__TASK DESCRIPTION__. Tell how many lines of the data below have the string "giving" in them. Say nothing more.

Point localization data
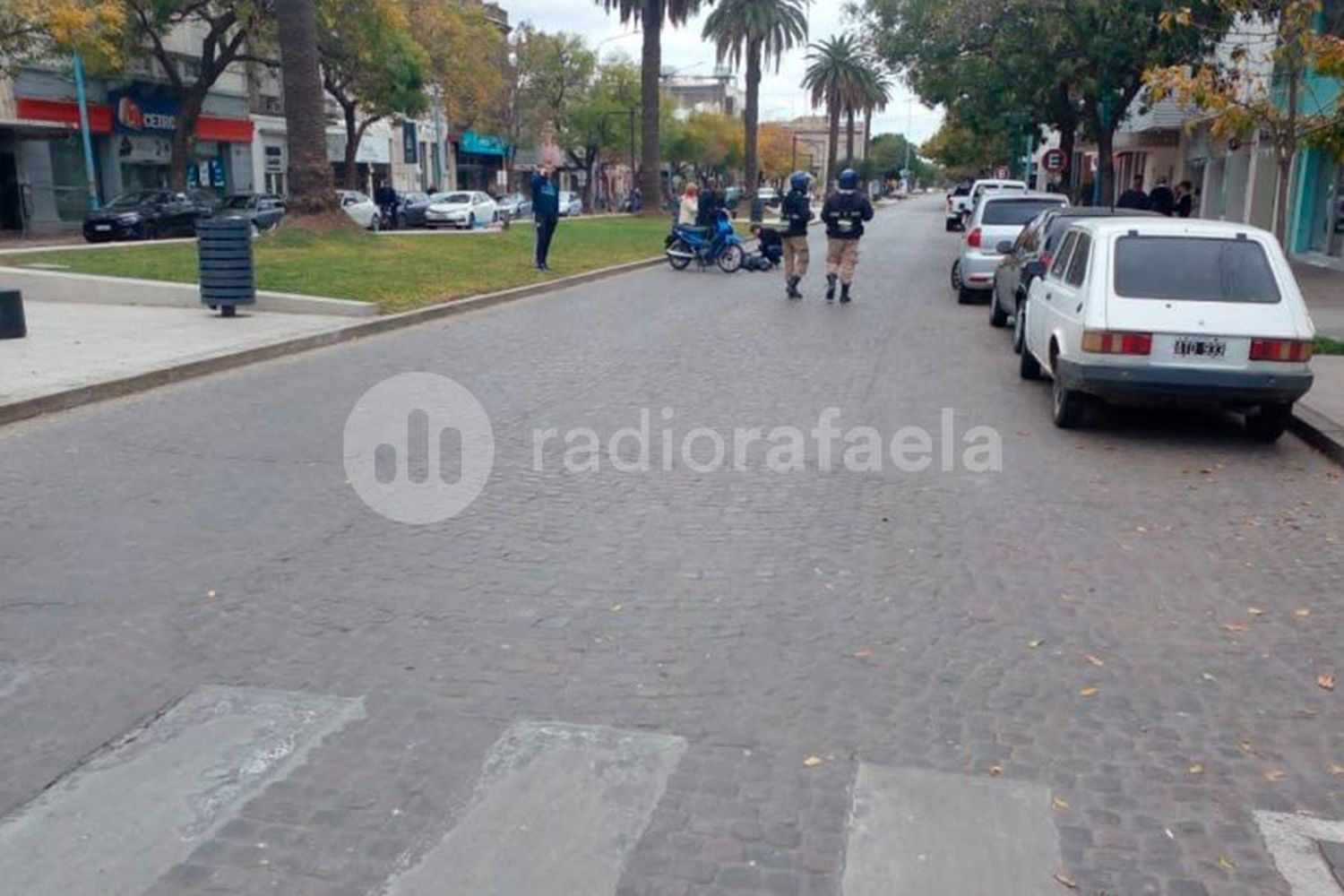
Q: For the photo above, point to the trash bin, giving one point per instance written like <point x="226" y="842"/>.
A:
<point x="228" y="279"/>
<point x="13" y="324"/>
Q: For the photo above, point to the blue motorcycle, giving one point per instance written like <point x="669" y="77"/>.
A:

__SOLUTION FOR THIS PROBLEM__. 2